_INFORMATION_.
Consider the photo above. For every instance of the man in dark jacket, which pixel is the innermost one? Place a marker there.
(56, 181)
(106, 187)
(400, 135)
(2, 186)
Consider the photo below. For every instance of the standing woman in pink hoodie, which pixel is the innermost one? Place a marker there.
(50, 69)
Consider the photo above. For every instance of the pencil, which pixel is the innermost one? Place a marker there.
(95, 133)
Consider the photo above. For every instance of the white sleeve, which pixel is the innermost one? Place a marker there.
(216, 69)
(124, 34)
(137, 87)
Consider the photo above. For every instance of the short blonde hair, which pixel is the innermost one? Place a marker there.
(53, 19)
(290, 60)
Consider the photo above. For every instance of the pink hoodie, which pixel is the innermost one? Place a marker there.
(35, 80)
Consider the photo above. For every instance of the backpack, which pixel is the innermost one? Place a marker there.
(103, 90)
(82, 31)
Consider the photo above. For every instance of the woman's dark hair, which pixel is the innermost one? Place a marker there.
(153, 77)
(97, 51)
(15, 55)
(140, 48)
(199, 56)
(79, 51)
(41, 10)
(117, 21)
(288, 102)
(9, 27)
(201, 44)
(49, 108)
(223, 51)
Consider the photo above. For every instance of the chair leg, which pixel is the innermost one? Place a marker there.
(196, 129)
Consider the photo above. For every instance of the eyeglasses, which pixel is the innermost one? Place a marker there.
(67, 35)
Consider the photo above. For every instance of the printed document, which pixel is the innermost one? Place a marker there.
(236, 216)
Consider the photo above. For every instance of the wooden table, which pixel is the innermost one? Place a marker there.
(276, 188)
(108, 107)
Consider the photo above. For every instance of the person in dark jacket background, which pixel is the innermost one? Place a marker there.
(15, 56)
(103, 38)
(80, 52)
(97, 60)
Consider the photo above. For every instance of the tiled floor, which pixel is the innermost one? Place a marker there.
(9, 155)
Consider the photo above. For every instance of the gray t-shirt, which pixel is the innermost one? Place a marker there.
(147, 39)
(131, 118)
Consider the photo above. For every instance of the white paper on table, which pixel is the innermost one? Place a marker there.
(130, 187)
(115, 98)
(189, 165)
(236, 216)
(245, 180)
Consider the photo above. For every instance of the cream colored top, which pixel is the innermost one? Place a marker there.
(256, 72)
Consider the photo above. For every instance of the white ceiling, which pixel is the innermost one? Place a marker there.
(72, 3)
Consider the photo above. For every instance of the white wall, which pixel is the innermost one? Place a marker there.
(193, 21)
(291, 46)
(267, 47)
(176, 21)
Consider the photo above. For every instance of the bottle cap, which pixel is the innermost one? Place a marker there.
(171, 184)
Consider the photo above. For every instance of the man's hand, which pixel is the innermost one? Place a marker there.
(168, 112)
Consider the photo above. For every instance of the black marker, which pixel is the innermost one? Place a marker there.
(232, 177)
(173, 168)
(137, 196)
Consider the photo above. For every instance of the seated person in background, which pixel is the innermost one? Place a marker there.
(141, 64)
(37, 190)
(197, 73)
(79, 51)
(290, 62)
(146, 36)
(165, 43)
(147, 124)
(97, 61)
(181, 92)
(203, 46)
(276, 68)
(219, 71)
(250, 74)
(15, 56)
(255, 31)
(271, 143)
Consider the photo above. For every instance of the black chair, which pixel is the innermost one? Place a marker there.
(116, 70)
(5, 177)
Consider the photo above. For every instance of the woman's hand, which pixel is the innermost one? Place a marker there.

_EXERCISE OBJECTIVE_. Retype the records in full. Keep every line identical to the original.

_EXPECTED ANSWER_.
Consider the photo above. For every instance of the man in dark jacket, which pixel is the innermost one? Place a marker there.
(56, 181)
(106, 187)
(400, 135)
(2, 186)
Consider the photo below. For every instance of the standing woman in pink hoodie, which pixel is the innermost one? Place a marker there.
(50, 69)
Consider the photo above. For every instance of the pencil, which pixel is the innermost one? Place a marker there.
(95, 133)
Consider the photo above. For every instance of the white sleeve, which pixel is the innermost one? Place a marker there.
(216, 69)
(124, 34)
(137, 87)
Consider the photo above. For every instance of the short blonde hair, which pixel is the innermost one? Place a marker there.
(53, 19)
(290, 60)
Consider the photo above. For every instance of the pink hoodie, which pixel is the innermost one? Place a marker there.
(35, 80)
Consider the photo above. For every instance of the backpack, which pixel is the innermost one? Place a marker there.
(103, 90)
(82, 31)
Consider the photo above. For every instance of the woman's dark hair, which pixel is the innermost one? Place a marker there.
(153, 77)
(97, 51)
(15, 55)
(140, 48)
(199, 56)
(79, 51)
(41, 10)
(117, 21)
(288, 102)
(9, 27)
(201, 44)
(49, 108)
(223, 51)
Consider the photo above. For every instance of the chair leg, which pixel is the innermost one? Place a marker there.
(196, 129)
Consider the photo above. For every instance of the eyeglasses, which pixel is the innermost one? Place a marker there.
(67, 35)
Consider the photo above. For every instance of the printed document, which pixel is the innermost one? Place a marker there.
(236, 216)
Consider the photo above. For every instance of the wooden table, which pixel is the innermost one? Place a marker there.
(276, 188)
(108, 107)
Consider the photo above. For every instance of the person in dark jacket background, which pixel is the innermost one? Place a marker there.
(15, 56)
(103, 38)
(80, 52)
(97, 60)
Consider the photo above. For every instance of the tiled floor, which pixel is the innermost one? Place a marker there.
(9, 155)
Consider the photo above. For every instance of the gray t-shirt, which pixel is the innermost one? Place a marker there.
(147, 39)
(131, 118)
Consider the photo above. For every instance of the white paper on table, which pixel is the innermost one? Place a marker there.
(130, 187)
(115, 98)
(189, 165)
(236, 216)
(245, 180)
Consider the photo above. For every instance of the cream colored top, which pixel is the innermost one? Place a marker there.
(256, 72)
Consider the photo above. For every instance of the white ceiling, which pixel is the innermost one? Place a marker there.
(72, 3)
Consider the photo above. For every instance of the white wall, which pixel is the innermost one? Place a marker there.
(193, 21)
(291, 46)
(267, 47)
(176, 21)
Consider the photo above. For every instance of the bottle cap, which pixel is the innermost one? Place a marker there.
(171, 184)
Consider the photo above. For every instance of the man's hand, which pixel is the innermost one? Place a marker there.
(168, 112)
Consider the photo above. For every instance of the black marker, which pixel is the innermost one? Place a marker there.
(232, 177)
(173, 168)
(137, 196)
Consider the photo above. For every instance of the seated person in background, which pixel is the innermost one? Place a marker there.
(141, 64)
(37, 190)
(197, 73)
(79, 51)
(290, 62)
(146, 36)
(165, 43)
(147, 124)
(97, 61)
(181, 92)
(203, 46)
(276, 68)
(219, 71)
(250, 74)
(15, 56)
(255, 31)
(271, 143)
Consider the photo above. For every instance of the black chair, which pixel is the innermost one? Place a marker there.
(116, 70)
(5, 177)
Consider the photo above. For every instance of the woman's hand, which pixel is the innermost one? Place a marker there.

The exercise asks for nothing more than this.